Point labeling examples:
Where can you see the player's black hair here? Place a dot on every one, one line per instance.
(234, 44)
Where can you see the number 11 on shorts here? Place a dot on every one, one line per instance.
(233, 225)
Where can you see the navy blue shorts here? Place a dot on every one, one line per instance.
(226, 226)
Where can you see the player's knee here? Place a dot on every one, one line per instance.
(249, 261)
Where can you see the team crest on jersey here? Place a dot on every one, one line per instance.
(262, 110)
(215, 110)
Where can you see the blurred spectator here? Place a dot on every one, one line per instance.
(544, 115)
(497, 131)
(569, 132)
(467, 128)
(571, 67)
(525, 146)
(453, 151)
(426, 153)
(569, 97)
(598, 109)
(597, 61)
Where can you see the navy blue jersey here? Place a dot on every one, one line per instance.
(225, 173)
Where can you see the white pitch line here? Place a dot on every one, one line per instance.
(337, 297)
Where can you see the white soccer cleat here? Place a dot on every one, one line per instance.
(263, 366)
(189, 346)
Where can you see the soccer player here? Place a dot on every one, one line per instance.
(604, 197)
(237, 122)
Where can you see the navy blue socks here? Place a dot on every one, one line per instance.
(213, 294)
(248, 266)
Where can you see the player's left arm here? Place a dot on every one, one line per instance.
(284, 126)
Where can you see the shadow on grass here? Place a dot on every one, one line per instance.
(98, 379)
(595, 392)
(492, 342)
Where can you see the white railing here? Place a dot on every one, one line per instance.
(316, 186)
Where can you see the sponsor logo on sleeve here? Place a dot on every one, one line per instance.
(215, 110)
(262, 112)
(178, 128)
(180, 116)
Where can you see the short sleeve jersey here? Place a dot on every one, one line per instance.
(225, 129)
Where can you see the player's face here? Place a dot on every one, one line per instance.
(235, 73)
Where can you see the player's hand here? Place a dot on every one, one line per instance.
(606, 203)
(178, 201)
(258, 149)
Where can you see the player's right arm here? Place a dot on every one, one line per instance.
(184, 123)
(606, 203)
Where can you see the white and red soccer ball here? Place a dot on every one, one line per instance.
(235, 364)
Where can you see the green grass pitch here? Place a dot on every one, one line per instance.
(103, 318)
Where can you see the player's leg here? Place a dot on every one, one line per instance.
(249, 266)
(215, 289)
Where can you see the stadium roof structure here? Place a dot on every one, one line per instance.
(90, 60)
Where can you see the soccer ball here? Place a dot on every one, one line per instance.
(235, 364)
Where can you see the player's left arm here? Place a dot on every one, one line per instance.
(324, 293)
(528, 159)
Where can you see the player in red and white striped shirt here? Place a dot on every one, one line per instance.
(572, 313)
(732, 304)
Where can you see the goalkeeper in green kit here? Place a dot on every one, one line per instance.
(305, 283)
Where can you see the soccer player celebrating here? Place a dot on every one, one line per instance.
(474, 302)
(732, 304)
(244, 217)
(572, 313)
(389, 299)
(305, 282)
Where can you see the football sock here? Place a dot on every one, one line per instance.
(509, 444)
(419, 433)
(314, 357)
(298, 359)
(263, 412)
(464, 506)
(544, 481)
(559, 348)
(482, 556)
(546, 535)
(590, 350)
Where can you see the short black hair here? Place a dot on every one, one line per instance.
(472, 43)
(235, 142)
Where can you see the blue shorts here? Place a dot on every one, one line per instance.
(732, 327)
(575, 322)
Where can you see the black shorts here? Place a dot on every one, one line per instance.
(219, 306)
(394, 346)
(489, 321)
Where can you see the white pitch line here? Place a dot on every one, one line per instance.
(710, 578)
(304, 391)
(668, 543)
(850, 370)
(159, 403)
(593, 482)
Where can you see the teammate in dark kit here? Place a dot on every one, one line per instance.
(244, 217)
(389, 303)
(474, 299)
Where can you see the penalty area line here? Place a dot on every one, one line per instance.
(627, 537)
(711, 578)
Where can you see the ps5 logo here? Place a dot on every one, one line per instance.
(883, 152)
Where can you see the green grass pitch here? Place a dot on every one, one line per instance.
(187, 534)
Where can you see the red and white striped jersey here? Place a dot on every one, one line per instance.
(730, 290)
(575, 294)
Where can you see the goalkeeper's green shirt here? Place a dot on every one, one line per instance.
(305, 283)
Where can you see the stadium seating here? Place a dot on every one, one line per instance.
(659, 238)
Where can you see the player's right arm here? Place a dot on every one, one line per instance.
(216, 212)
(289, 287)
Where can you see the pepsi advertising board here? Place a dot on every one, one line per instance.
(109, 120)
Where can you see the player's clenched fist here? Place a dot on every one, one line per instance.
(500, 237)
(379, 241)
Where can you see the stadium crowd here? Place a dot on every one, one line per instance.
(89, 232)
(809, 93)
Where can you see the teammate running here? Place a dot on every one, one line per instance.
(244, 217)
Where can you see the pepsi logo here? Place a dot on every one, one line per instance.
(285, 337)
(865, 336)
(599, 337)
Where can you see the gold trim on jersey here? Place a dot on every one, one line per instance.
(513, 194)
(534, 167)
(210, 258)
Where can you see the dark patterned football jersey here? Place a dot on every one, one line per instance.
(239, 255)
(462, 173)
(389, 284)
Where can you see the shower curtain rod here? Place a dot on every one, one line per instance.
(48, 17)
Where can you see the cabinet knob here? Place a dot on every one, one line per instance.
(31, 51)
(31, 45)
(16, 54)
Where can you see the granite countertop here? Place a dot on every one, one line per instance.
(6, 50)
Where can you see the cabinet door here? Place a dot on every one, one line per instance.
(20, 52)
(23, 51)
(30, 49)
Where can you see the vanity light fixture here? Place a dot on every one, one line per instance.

» **What the task asks**
Please repeat the listing above in full and exactly.

» **Exercise output**
Where can you see the player's black hair here? Place a dot on every one, one line per instance.
(234, 44)
Where can you see the number 11 on shorts here? Place a dot on every one, one line per instance.
(233, 225)
Where can you see the navy blue shorts here? Place a dot on every one, one line per instance.
(226, 226)
Where can you see the player's knee here? Place a dot on every one, one line per instance.
(249, 261)
Where can you see the team crest on jersey here? Place a dot on every one, one line per instance.
(262, 110)
(215, 110)
Where can you see the blurred spectator here? Place a dot on every one, one line per instance.
(544, 115)
(497, 131)
(569, 132)
(467, 128)
(571, 67)
(525, 146)
(453, 151)
(426, 153)
(569, 97)
(598, 109)
(597, 61)
Where can you see the navy blue jersey here? Place a dot on every one, one line per instance.
(225, 173)
Where can you see the white pitch line here? Place a dot on every one, one line per instance.
(337, 297)
Where can you see the white soccer cleat here? Place a dot on every one, one line per instance.
(263, 366)
(189, 346)
Where can you see the soccer player here? Place a dot on every one, one line per instance.
(604, 197)
(237, 122)
Where can you see the navy blue socks here? Place a dot on every one, one line per instance.
(213, 294)
(248, 266)
Where can you see the player's left arm here? Place a dot on every one, one line per instance.
(284, 126)
Where can you see the shadow on grass here? Place a dot on every one, one line per instance.
(98, 379)
(595, 392)
(492, 342)
Where can you see the white railing here? Place a dot on every one, one line per instance.
(316, 186)
Where can you see the sponsor logo on sleeve here? Place a dot on every one, one line per instance.
(215, 110)
(262, 112)
(178, 128)
(180, 116)
Where can you see the short sleeve jersey here? Place a dot on every one, one line per instance.
(225, 129)
Where can you see the player's face here? Place a dot on every one, one line per instance.
(235, 73)
Where can you see the player's hand here? Place a dot on every one, one line per instance.
(606, 203)
(178, 201)
(258, 149)
Where can you see the player's right arm here? Place a dot on every one, one line per instance.
(184, 123)
(606, 203)
Where can you see the white and red soccer ball here? Place a dot on every one, one line per instance.
(235, 364)
Where can you see the green grass pitch here? Place a dot on every one, one line per instance.
(103, 318)
Where can you see the player's leg here? Place a dot on every one, one line per instance.
(249, 266)
(215, 289)
Where can you see the stadium roof structure here? Place a dot on every one, one line per instance.
(90, 60)
Where can you see the soccer ball here? Place a dot on every one, one line per instance.
(235, 364)
Where can you see the player's left arm here? Place a dot on every one, one line per instance.
(324, 293)
(528, 159)
Where can you see the player in red and white striped shirt here? Place a dot on every one, one line per instance.
(572, 313)
(732, 304)
Where can you see the goalkeeper in green kit here? Place a dot on every one, one line per instance.
(305, 283)
Where can you see the soccer player celebrating here? Place a dot on every one, one line per instance.
(474, 302)
(732, 304)
(244, 217)
(572, 313)
(389, 299)
(305, 282)
Where can you see the football sock here? Place a dot on every one, one line per instance.
(509, 444)
(419, 433)
(314, 357)
(298, 359)
(263, 412)
(464, 506)
(544, 481)
(559, 348)
(482, 556)
(546, 535)
(590, 350)
Where can you see the short black hair here? Place a dot on every one, one line per instance.
(472, 43)
(235, 142)
Where can you see the blue shorts here? Place a dot on every one, one line per instance.
(732, 327)
(575, 322)
Where can you see the black shorts here? Place a dot on every one, one line per instance.
(219, 306)
(394, 346)
(489, 321)
Where can you see the white pitch line here? Place a dot on every one, one line per instance.
(710, 578)
(304, 391)
(668, 543)
(850, 370)
(159, 403)
(593, 482)
Where can you see the teammate in dark kit here? Place a dot on every one, one line per instance.
(244, 217)
(389, 303)
(474, 299)
Where can you see the penalty area line here? Place a dot on every one, one line per instance.
(627, 537)
(711, 578)
Where can you see the ps5 logo here? Place a dot on every one, one line per instance.
(883, 152)
Where can you see the green grass pitch here? Place a dot on every one, one line per instance.
(187, 534)
Where can you see the red and white striped jersey here? Place a dot on every one, one line per instance.
(730, 290)
(575, 294)
Where can you see the goalkeeper's green shirt here? Place a dot on every one, one line per instance.
(305, 283)
Where can you see the stadium seating here? Place a dot on every one, one line per instance.
(659, 238)
Where can you see the player's right arm here? Place a dot on every one, one line per instance.
(216, 212)
(289, 287)
Where can you see the pepsi advertising board here? Place a dot on every one, one line per instance.
(109, 120)
Where can you see the player's clenched fist here? Place a dot on every one, one line per instance.
(500, 237)
(379, 241)
Where can you see the stadium crowd here? Place a dot on every one, one line per instance.
(89, 232)
(809, 93)
Where can you see the teammate running here? Place a dot on every one, one line per instance.
(244, 217)
Where can you see the pepsi logo here? Place a dot on every one, one line per instance.
(285, 337)
(865, 336)
(599, 337)
Where can you see the gold trim on jersey here? Place a dot on every one, one line per instance.
(513, 194)
(534, 167)
(210, 258)
Where can you see the dark patterned football jersey here? Place a dot on every one, one line per instance.
(239, 255)
(462, 173)
(389, 284)
Where can you see the shower curtain rod here? Place a dot on every one, one line per instance.
(48, 17)
Where can you see the cabinet knob here? Place a dot on every one, one line per instance.
(31, 51)
(31, 45)
(16, 54)
Where can you see the granite countertop here? Place a dot on every one, one line per instance.
(6, 50)
Where can you see the cabinet door here? Place a dot on every one, one line per instance.
(20, 52)
(23, 51)
(30, 49)
Where can you see the vanity light fixture here? Place a dot on every one, one line per instance.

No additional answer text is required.